> EXCERPT
After I wrote that first sentence I followed it about five different ways: the biographical route (Sylvain – born Sylvain Mizrahi in Cairo, Egypt on Valentine’s Day 1951, fled Egypt with his family to escape anti-Semitism – jeez, I GUESS you would flee; if you think it was easy being Jewish in 1950’s Egypt you better think again, mofumbo); the musical route (trying to explain how Sylvain and Johnny Thunders worked like TWO guitarists – and I mean this in an entirely complimentary way – with only ONE brain & one set of hands); the historical route (bringing in Sylvain’s post-Dolls solo career, his time in the David Johansen Group, the 21st century resurgence of the Dolls, etc.).   

But you could read any & all of those things anywhere on Google, so I decided to tell you how The New York Dolls saved my rock & roll existence and how badly music sucked in 1973, before the Dolls’ first album came out.  Wikipedia tells me that first, self-titled album was released July 27th, 1973.  I’m pretty sure I bought it the first week it came out, if not the first DAY – record stores didn’t always HAVE every new release the first day they came out back then – because I had been reading about the Dolls in Creem magazine, my Rock & Roll Bible of the time.

> SHORT EXERCISE A
Pull out every line of the records that contains the word "yellow".
The records have nothing to do with the text.

> PROVIDED ENTRIES

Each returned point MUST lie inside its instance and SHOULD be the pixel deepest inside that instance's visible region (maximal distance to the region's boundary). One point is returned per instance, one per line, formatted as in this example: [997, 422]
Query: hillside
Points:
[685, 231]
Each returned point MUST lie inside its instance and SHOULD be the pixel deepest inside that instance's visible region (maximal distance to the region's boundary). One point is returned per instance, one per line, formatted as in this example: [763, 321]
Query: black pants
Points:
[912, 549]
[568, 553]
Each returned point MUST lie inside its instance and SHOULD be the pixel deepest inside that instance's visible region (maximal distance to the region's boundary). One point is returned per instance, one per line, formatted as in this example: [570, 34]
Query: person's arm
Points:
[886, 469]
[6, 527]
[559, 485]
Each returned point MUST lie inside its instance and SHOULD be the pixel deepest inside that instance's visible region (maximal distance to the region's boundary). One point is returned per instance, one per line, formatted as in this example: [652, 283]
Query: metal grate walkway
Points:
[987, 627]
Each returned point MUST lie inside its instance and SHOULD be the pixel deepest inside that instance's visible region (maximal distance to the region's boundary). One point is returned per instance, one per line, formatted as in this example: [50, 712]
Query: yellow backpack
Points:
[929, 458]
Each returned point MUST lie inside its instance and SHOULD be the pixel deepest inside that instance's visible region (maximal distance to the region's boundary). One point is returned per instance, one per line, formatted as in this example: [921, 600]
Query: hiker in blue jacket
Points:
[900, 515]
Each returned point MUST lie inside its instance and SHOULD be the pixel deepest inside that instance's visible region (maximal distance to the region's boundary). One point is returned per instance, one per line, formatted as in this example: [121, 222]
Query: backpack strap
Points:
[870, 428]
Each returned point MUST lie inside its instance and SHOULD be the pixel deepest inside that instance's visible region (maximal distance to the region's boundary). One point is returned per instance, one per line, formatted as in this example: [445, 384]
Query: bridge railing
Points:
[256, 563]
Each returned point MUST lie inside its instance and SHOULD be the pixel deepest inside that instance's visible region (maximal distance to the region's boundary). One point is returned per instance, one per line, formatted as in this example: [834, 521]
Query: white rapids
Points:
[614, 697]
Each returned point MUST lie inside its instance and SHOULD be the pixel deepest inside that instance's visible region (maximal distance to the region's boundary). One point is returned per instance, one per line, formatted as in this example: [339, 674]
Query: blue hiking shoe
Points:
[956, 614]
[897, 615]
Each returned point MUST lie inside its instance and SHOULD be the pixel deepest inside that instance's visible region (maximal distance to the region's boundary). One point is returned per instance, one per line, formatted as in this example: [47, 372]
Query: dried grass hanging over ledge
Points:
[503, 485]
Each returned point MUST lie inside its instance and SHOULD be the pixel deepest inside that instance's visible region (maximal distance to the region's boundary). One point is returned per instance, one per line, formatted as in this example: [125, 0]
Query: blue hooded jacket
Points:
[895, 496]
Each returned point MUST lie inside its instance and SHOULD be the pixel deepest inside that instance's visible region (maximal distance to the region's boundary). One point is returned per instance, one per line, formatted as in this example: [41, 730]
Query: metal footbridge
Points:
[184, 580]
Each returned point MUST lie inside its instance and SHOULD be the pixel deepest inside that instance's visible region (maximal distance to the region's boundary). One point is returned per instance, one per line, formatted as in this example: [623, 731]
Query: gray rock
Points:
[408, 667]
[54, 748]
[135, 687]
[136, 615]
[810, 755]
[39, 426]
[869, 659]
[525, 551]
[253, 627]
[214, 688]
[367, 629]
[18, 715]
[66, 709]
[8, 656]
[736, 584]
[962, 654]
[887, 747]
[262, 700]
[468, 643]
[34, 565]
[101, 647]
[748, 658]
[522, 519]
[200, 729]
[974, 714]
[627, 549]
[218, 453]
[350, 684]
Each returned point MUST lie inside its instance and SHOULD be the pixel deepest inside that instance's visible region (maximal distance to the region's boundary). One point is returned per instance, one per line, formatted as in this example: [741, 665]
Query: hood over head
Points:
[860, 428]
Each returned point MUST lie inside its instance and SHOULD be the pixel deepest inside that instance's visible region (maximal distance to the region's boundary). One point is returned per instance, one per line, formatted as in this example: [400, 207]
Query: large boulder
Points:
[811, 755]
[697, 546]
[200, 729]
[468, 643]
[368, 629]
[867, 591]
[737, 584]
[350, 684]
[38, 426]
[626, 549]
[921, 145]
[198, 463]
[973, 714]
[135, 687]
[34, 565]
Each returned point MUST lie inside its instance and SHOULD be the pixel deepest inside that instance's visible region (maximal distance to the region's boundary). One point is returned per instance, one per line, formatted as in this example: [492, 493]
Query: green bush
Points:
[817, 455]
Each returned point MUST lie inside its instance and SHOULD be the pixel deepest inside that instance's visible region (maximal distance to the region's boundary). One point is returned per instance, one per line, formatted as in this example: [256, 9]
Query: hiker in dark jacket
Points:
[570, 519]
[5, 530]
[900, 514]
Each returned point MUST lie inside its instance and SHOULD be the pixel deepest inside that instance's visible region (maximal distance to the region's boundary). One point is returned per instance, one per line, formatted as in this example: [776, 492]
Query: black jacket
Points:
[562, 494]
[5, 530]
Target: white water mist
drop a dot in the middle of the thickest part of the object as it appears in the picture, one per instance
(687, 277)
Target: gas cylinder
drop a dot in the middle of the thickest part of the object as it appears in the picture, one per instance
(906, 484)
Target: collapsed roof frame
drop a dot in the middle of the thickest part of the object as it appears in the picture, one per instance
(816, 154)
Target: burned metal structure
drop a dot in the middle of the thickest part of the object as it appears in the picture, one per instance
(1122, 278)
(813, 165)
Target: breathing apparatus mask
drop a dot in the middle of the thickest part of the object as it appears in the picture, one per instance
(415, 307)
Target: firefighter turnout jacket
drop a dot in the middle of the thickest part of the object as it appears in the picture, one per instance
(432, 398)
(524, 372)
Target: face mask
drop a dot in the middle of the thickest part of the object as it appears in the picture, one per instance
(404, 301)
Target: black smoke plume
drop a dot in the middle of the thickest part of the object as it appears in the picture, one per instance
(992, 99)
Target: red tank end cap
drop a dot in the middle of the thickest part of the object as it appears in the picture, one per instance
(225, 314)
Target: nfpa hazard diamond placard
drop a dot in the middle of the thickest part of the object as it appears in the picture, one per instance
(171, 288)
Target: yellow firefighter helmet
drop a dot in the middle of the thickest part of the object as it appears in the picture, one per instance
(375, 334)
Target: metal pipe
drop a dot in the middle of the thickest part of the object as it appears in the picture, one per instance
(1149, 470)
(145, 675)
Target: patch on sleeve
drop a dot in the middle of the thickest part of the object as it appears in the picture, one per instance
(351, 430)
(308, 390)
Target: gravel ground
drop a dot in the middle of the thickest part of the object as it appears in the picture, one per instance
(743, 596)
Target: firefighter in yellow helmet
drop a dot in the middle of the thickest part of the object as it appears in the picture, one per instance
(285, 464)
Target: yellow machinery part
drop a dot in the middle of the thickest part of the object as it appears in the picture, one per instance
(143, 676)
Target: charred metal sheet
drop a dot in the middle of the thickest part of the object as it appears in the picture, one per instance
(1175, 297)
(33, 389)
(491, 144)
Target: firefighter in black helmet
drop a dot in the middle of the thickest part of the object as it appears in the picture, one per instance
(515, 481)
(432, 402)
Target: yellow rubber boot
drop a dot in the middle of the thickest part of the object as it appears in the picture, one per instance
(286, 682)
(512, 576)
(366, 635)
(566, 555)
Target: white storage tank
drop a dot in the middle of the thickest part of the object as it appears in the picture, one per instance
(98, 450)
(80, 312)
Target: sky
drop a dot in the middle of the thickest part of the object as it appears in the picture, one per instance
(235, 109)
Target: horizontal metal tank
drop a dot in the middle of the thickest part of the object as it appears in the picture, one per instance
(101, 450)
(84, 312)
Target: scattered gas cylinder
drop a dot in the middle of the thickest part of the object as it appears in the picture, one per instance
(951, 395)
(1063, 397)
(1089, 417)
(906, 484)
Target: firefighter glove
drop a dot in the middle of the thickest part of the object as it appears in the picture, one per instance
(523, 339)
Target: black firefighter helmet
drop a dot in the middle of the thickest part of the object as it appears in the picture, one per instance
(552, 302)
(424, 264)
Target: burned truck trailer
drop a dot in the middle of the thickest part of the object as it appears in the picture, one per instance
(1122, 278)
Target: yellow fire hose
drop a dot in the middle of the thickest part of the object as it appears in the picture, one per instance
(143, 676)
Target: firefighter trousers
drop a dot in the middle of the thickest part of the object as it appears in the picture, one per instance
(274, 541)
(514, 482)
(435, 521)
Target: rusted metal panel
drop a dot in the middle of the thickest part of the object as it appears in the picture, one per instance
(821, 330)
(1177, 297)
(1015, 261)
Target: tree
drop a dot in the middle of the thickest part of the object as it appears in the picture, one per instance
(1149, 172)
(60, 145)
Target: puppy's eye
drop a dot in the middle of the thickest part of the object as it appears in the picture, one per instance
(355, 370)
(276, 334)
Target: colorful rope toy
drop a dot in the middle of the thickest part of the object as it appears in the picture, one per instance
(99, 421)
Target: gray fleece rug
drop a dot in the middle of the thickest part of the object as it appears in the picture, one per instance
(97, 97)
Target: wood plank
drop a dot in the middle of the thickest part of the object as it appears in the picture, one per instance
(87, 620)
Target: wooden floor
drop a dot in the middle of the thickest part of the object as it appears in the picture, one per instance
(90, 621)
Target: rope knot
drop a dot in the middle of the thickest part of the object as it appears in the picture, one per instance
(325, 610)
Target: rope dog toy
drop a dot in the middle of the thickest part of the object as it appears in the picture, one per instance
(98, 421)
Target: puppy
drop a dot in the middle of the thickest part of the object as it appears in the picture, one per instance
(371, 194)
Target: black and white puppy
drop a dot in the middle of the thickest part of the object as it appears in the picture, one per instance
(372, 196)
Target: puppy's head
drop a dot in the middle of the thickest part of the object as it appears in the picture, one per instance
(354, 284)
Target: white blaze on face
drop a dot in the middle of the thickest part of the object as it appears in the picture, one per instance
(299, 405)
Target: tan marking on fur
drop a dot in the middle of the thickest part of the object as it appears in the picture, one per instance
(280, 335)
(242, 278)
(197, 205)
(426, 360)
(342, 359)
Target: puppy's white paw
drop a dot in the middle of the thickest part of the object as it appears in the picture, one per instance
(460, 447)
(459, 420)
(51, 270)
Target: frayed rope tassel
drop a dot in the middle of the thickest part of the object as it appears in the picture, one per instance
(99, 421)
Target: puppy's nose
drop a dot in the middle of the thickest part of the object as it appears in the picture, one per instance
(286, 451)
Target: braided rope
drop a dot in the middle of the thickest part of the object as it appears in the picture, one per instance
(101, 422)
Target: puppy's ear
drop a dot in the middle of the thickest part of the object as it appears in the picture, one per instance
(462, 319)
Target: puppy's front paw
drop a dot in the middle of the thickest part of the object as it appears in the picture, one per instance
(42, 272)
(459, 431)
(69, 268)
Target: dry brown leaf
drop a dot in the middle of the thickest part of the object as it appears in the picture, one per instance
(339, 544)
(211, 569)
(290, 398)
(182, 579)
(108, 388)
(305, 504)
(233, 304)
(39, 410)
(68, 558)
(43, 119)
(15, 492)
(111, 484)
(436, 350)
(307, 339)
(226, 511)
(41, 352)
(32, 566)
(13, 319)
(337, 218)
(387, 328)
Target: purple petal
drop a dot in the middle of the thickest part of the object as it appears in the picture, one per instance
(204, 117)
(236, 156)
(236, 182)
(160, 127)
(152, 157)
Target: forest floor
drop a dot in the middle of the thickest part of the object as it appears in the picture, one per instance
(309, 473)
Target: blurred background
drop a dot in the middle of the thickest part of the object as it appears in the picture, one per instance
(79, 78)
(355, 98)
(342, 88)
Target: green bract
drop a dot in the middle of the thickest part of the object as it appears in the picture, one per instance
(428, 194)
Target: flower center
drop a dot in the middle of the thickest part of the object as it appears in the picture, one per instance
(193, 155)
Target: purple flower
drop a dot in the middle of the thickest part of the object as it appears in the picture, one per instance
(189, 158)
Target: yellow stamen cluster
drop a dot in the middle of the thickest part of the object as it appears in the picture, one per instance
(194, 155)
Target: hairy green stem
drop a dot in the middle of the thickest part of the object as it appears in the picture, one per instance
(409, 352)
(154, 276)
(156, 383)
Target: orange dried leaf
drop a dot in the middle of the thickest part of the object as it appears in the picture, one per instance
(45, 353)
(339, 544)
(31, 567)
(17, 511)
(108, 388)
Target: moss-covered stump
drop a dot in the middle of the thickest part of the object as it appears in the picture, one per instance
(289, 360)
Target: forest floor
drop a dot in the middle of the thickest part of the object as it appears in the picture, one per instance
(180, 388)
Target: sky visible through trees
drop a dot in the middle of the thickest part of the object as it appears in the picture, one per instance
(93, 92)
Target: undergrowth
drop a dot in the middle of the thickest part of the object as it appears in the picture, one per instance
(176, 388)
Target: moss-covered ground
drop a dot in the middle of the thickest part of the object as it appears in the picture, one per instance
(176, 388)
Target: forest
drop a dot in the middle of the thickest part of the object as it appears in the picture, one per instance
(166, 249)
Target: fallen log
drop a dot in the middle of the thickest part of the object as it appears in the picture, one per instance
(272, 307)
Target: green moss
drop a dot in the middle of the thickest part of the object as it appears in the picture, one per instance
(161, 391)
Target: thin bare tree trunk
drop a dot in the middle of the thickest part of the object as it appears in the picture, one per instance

> SHORT EXERCISE B
In the New York Dolls piece, which magazine does the writer call the Rock & Roll Bible of the time?

> EXERCISE RESPONSE A
Query: yellow backpack
Target: yellow firefighter helmet
Target: firefighter in yellow helmet
Target: yellow machinery part
Target: yellow rubber boot
Target: yellow fire hose
Target: yellow stamen cluster

> EXERCISE RESPONSE B
Creem magazine.